Your instructions - Rewrite everything below from the line containing "In the picture above, where can the eyeglass" down to the end of the records, requests included, shifting every coordinate in the answers by -17.

Records for processing -
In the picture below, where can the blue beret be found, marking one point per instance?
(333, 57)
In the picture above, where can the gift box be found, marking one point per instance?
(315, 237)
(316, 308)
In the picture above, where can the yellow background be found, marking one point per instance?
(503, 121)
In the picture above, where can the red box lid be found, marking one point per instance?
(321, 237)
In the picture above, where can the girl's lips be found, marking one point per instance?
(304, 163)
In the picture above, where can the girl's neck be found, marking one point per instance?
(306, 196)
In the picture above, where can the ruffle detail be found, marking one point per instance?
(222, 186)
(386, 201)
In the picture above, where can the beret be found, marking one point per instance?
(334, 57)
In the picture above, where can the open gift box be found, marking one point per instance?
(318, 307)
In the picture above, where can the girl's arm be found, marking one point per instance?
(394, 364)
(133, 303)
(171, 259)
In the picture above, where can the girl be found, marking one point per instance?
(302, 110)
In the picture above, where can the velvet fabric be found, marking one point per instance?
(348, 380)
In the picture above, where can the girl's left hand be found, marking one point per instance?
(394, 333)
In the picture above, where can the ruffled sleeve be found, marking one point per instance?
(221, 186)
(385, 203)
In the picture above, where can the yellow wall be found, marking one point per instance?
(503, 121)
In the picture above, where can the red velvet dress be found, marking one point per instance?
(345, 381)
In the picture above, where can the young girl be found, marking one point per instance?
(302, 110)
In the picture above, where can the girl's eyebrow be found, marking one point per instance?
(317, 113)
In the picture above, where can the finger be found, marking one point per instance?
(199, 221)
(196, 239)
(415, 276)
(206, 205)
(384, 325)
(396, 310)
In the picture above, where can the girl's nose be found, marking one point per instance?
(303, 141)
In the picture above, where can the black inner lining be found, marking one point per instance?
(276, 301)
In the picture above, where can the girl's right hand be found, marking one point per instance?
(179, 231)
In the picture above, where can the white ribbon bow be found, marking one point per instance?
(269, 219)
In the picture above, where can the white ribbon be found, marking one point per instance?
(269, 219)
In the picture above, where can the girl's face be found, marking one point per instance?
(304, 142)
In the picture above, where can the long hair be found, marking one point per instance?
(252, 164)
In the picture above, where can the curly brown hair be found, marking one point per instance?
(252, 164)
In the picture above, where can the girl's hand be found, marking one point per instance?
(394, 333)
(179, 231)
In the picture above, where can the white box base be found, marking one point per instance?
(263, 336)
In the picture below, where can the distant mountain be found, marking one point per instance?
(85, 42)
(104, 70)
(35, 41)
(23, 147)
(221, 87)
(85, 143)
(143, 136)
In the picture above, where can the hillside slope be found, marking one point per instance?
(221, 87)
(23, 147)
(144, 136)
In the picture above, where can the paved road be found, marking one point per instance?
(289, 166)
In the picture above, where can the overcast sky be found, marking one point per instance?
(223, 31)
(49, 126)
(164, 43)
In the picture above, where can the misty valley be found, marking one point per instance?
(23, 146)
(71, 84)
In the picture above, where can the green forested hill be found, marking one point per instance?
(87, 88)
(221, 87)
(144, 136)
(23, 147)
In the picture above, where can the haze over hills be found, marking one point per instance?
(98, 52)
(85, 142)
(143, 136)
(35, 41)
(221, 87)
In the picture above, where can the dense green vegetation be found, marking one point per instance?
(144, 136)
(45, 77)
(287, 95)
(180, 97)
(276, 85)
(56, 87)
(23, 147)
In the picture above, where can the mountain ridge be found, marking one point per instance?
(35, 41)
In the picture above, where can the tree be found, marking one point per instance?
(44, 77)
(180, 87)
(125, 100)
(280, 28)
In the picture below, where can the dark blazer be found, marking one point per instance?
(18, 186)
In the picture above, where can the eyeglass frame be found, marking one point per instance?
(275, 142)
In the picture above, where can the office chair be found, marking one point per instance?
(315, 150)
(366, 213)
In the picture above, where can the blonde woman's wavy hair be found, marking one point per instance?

The completed task -
In the picture above, where can the eyeglass frame be found, marking one point per instance?
(258, 125)
In the picture above, where can the office chair be found, marking one point per instance?
(298, 133)
(349, 196)
In the picture above, where can the blonde woman's wavy hair be found, marking one point per instance?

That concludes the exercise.